▸ **Aim of the exercise**
Put every line of the data below into a JSON list of strings, one string per line, skipping blank lines. Leave the pictures out of the list.

▸ **Dataset records**

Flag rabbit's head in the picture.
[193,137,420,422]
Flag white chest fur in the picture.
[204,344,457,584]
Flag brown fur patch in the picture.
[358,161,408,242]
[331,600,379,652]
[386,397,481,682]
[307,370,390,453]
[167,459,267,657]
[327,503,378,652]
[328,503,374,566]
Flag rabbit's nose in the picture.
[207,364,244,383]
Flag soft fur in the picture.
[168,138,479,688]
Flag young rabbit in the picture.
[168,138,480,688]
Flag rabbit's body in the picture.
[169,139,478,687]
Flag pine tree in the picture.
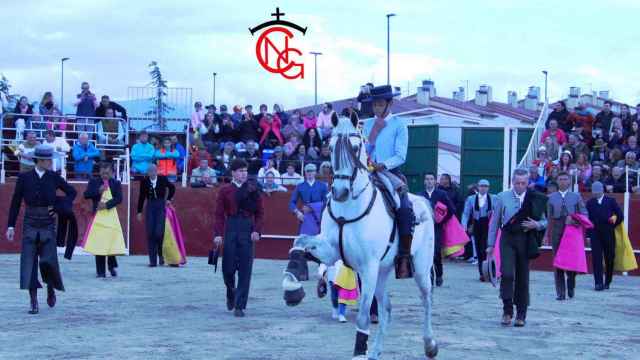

▸ **Full output**
[
  "Flag rabbit's head in the picture.",
  "[193,137,420,422]",
  "Flag white chest fur in the picture.",
  "[204,344,457,584]",
  "Flag brown fur patch in the picture.",
  "[358,161,408,242]",
  "[331,600,379,652]",
  "[386,397,481,682]",
  "[307,370,390,453]",
  "[167,459,267,657]",
  "[327,503,378,652]",
  "[328,503,374,566]",
  "Flag rabbit's nose in the picture.",
  "[207,364,244,383]",
  "Flag soft fur in the picture.",
  "[168,138,479,688]",
  "Flag young rabbit in the picture.",
  "[168,138,480,688]",
  "Flag rabbit's body in the picture.",
  "[169,139,478,687]",
  "Flag pine tree in the picture."
]